Este desacuerdo selló la desunión de la iglesia cristiana. Belting escribe que el desacuerdo iconográfico igualó al sostenido en la disputa por el aspecto lingüístico y el concerniente al filioque (al hijo), que llegó al punto en que el patriarca Gregorio Melisenos expuso argumentos en contra de la unión del cristianismo, arguyendo que “al entrar en una iglesia latina no podía orarle a ninguno de los santos allí retratados, porque no reconocía a ninguno de ellos”. En su exposición, Melisenos dijo que “aunque reconocía a Cristo no podía orar frente a él porque no reconocía como lo retratan” (Belting).

La imagen religiosa no fue aceptada por la iglesia sino hasta principios del Siglo XI, cuando el catolicismo comenzó a desprenderse de su pasado judío, aunque ya en Nicea II (787 d.C.) “la teoría del icono es formulada de acuerdo a los preceptos de su definición teológica y al tenor de su necesaria contraposición frente a otro tipo de imagen representacional de lo divino” (Jean-Luc Marion: Dios sin el ser, 2010). De ahí, a que el rechazo del patriarca Melisenos a las imágenes renacentistas de Cristo y los santos en aquel 1438 —se puede apostar a ello— se originó en que las figuras representaban deidades parecidas (o retratadas, tal como el prelado argumentó) a los hombres que veía laborando o caminando por las calles de Florencia y Ferrara. Aquel resabio se produjo, es bueno resaltarlo, en pleno Renacimiento, y las bases de la iglesia ortodoxa estaban muy alejados de aquella revolución cultural y, ¿por qué no?, teológica.

◆ CONSIGNA ◆
Prosiga el fragmento sobre las imágenes religiosas a partir de su última oración. Los registros no guardan relación con el fragmento sobre las imágenes religiosas.

◆ INFORMACIÓN PROPORCIONADA ◆
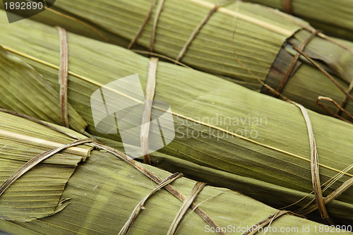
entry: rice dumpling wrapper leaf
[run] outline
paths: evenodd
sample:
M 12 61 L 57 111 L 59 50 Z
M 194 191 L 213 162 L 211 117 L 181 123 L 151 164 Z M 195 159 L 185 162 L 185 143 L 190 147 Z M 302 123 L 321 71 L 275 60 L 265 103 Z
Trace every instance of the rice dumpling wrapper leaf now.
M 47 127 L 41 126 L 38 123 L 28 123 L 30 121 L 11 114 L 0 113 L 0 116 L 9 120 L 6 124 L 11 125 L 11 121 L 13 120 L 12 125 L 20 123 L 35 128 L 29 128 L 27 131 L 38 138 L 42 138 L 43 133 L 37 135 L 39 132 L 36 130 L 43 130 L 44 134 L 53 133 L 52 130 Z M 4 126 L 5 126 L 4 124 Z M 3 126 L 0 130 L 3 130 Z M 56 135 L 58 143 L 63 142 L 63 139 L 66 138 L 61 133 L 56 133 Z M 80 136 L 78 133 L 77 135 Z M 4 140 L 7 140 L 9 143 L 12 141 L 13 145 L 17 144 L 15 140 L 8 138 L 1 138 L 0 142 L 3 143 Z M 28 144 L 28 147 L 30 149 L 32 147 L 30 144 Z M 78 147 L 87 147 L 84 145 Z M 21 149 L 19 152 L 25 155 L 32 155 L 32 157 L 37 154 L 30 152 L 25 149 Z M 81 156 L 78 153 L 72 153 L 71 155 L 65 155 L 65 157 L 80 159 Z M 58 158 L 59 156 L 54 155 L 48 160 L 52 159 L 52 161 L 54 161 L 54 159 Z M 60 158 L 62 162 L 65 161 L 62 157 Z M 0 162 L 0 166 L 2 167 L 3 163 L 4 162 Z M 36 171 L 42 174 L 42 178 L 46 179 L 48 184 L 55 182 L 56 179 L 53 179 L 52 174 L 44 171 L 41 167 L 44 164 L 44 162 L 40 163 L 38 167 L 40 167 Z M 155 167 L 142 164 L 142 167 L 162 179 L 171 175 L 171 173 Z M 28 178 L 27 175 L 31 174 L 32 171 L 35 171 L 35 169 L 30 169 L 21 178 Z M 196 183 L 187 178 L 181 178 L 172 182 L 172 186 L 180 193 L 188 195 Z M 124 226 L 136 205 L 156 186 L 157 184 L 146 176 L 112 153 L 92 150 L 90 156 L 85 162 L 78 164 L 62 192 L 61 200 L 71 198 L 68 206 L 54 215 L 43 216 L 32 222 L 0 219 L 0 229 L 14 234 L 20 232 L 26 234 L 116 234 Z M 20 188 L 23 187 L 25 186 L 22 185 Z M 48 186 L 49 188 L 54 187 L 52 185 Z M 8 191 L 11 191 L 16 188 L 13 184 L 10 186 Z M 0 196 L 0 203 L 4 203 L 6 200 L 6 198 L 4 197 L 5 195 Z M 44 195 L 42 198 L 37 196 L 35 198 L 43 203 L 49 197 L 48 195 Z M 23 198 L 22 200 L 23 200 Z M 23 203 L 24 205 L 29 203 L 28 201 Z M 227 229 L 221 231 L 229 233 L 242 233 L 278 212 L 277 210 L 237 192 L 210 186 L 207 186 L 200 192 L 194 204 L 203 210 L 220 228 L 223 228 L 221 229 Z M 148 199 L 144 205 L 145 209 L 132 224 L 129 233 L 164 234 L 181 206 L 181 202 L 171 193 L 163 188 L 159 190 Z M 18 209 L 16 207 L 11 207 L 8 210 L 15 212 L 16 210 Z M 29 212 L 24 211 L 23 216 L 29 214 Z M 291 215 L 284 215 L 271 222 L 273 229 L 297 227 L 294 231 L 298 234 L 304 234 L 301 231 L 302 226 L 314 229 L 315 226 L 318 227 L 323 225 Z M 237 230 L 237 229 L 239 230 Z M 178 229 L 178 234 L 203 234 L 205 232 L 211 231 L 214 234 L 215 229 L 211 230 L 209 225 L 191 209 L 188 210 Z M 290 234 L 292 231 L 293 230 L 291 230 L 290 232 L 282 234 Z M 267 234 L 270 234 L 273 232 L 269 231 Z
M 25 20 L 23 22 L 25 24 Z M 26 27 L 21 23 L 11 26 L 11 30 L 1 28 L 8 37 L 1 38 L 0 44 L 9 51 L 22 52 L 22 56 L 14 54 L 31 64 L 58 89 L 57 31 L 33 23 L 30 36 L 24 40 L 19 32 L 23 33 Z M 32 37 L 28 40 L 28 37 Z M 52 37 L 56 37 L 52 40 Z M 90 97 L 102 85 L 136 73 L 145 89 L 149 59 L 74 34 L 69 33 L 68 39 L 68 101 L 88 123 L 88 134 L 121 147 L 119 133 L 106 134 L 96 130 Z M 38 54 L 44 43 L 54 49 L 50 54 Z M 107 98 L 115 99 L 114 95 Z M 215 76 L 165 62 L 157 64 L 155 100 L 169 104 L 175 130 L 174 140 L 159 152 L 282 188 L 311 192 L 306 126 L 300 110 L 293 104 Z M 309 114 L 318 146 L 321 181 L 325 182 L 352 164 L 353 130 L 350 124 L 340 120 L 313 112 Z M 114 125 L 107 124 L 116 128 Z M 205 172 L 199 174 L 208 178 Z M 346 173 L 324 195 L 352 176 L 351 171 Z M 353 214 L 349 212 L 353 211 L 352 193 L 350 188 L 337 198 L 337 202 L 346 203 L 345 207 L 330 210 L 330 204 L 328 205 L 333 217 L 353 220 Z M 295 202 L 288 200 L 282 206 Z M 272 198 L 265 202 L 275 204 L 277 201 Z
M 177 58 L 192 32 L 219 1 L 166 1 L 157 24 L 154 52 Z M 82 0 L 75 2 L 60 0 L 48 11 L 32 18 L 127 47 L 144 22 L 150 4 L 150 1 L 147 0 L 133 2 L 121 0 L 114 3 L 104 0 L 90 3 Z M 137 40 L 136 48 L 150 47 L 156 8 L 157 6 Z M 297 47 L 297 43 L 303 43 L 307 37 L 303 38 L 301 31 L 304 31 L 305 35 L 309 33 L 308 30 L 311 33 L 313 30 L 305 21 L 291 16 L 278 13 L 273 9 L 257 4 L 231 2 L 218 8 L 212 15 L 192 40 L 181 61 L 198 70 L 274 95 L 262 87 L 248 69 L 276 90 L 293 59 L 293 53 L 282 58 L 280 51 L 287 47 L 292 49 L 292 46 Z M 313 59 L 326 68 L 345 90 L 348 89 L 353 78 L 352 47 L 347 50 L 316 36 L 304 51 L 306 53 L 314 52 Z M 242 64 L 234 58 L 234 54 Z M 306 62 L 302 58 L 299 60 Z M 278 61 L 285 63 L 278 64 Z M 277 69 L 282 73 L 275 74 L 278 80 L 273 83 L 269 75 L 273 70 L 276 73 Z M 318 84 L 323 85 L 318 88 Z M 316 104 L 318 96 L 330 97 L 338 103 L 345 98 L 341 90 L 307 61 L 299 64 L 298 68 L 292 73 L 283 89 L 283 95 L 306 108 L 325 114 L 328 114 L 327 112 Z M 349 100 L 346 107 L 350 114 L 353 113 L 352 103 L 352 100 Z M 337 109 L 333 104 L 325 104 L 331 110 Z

◆ RESPUESTA DEL EJERCICIO ◆
Aunque ni Giorgio Vasari, ni los que interpretaron las cronologías y lugares en donde se produjeron las grandes creaciones estéticas, organizaron el sentido de una racional historia del arte, este honor lo obtuvo el alemán Johan Joachim Winckelmann a mediados del Siglo XVIII, que reivindicó la conciencia griega de la kalokagathia (difusión del arte trascendente) y se convirtió en un teórico de ese movimiento (1755). Desde el Siglo XIV al XVI, el proceso fundamental del Renacimiento cubrió todo el sistema creativo e involucró a poetas, científicos, matemáticos, narradores, historiadores, impresores, escultores, arquitectos, pintores y filósofos, en un corpus que entretejió a figuras, no sólo itálicas, alemanas, flamencas, holandeses, francesas y británicas, sino que, como correlato, desató la furia de la exploración geográfica con Cristóforo Colombo a la cabeza.